## Textauszug
++++

40/01 Verwaltungsverfahren;

Norm

AVG §66 Abs2;
AVG §66 Abs4;

Betreff

Der Verwaltungsgerichtshof hat durch den Vorsitzenden Senatspräsident Dr. Fürnsinn und die Hofräte Dr. Blaschek und Dr. Rosenmayr als Richter, im Beisein der Schriftführerin Mag. Enzlberger, über die Beschwerde der M A KEG in W, vertreten durch Dr. Gabriel Liedermann, Rechtsanwalt in Wien X, Gudrunstrasse 143, gegen den Bescheid der Landesgeschäftsstelle des Arbeitsmarktservice Wien vom 24. November 1998, Zl. 10/13113/1814762/1998, betreffend Beschäftigungsbewilligung nach dem Ausländerbeschäftigungsgesetz, zu Recht erkannt:

Spruch

Der angefochtene Bescheid wird wegen Rechtswidrigkeit seines Inhaltes aufgehoben.

Das Arbeitsmarktservice hat der beschwerdeführenden Partei Aufwendungen in der Höhe von S 15.000,-- binnen zwei Wochen bei sonstiger Exekution zu ersetzen.

Begründung

Die Beschwerdeführerin beantragte am 20. Juli 1998 beim Arbeitsmarktservice Persönliche Dienst - Gastgewerbe Wien die Erteilung einer Beschäftigungsbewilligung nach dem Ausländerbeschäftigungsgesetz (AuslBG) für den türkischen Staatsangehörigen B G für die berufliche Tätigkeit als Koch (spezielle Kenntnisse oder Ausbildung "levantinische Küche").

Diesen Antrag wies das Arbeitsmarktservice Persönliche Dienste - Gastgewerbe Wien mit Bescheid vom 28. August 1998 gemäß § 4 Abs. 7 und § 4 Abs. 3 Z. 7 AuslBG ab.

Gegen diesen Bescheid erhob die Beschwerdeführerin Berufung und beantragte darin, den erstinstanzlichen Bescheid zu beheben und die Beschäftigungsbewilligung für die beantragte ausländische Arbeitskraft zu erteilen.

++++

## Bereitgestelltes Material
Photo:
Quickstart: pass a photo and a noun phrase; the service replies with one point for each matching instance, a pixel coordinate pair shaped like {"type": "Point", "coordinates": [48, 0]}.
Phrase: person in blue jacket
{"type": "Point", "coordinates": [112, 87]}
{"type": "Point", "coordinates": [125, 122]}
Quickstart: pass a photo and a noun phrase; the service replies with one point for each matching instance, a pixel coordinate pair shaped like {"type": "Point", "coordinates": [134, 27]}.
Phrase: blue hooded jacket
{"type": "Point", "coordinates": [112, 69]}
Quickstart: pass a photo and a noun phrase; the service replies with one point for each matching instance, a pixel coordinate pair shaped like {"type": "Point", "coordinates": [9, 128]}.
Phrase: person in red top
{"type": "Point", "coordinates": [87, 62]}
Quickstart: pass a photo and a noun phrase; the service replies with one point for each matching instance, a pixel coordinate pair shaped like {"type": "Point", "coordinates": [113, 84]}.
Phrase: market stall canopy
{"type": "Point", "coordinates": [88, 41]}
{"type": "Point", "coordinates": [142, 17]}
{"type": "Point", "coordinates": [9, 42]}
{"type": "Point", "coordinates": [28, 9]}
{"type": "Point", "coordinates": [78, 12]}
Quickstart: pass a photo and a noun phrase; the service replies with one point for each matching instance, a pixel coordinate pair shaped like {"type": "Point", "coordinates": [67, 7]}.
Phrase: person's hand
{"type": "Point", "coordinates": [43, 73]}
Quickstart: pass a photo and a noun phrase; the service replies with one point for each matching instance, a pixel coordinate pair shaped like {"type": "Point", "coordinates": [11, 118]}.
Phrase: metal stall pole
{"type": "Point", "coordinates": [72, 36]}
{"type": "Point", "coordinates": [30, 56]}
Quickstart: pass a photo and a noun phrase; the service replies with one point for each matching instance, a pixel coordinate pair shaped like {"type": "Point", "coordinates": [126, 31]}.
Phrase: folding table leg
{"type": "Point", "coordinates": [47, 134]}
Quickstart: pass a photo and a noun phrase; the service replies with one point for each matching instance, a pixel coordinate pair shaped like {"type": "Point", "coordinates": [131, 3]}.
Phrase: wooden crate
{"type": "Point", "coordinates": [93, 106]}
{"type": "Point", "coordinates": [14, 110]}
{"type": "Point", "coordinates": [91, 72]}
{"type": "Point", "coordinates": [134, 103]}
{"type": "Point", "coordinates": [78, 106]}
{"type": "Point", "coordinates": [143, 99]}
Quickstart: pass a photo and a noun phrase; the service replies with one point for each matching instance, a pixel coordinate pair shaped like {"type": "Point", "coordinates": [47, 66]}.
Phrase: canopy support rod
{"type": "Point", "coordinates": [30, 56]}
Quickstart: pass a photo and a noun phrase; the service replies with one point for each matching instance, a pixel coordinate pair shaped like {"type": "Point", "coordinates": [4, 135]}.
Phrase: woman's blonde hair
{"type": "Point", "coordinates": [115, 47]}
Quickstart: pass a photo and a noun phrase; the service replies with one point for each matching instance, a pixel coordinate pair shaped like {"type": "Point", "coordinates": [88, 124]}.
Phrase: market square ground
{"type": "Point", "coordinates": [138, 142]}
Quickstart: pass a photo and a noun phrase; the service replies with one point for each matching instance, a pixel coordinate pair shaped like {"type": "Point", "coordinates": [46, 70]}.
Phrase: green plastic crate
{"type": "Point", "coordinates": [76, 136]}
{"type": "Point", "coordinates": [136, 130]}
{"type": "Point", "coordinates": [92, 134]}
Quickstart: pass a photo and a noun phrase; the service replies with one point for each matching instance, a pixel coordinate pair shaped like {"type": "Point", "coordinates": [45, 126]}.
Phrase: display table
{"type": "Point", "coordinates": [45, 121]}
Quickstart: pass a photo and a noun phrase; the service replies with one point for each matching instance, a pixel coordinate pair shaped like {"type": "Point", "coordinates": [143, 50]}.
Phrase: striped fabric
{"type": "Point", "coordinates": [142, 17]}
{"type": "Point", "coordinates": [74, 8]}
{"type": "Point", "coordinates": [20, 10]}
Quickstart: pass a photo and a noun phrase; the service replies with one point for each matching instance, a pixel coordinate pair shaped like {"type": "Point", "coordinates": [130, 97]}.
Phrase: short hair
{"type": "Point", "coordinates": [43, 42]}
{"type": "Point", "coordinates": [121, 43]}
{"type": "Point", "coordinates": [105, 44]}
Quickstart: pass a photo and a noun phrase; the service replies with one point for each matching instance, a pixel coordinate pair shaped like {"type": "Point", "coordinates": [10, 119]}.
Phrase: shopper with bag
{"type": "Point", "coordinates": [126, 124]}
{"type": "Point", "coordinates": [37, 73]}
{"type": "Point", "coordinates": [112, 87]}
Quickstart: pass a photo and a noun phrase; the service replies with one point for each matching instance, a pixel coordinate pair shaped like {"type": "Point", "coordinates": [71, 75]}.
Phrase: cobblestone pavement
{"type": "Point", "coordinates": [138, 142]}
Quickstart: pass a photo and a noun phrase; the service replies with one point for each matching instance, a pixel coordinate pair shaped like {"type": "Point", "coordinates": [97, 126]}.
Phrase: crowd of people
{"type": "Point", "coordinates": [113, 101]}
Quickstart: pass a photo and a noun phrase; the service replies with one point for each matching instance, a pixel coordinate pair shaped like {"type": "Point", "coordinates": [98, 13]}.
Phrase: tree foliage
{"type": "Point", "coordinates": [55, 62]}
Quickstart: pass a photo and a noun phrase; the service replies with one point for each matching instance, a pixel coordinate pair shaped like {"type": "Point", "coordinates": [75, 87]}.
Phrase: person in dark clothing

++++

## Aufgabenstellung
Gib bitte den Textauszug ab den Worten „40/01 Verwaltungsverfahren;" wieder und höre nach „seines Inhaltes aufgehoben." auf. Tausche dabei „Schriftführerin" gegen „Protokollführerin" aus.

## Lösung
40/01 Verwaltungsverfahren;

Norm

AVG §66 Abs2;
AVG §66 Abs4;

Betreff

Der Verwaltungsgerichtshof hat durch den Vorsitzenden Senatspräsident Dr. Fürnsinn und die Hofräte Dr. Blaschek und Dr. Rosenmayr als Richter, im Beisein der Protokollführerin Mag. Enzlberger, über die Beschwerde der M A KEG in W, vertreten durch Dr. Gabriel Liedermann, Rechtsanwalt in Wien X, Gudrunstrasse 143, gegen den Bescheid der Landesgeschäftsstelle des Arbeitsmarktservice Wien vom 24. November 1998, Zl. 10/13113/1814762/1998, betreffend Beschäftigungsbewilligung nach dem Ausländerbeschäftigungsgesetz, zu Recht erkannt:

Spruch

Der angefochtene Bescheid wird wegen Rechtswidrigkeit seines Inhaltes aufgehoben.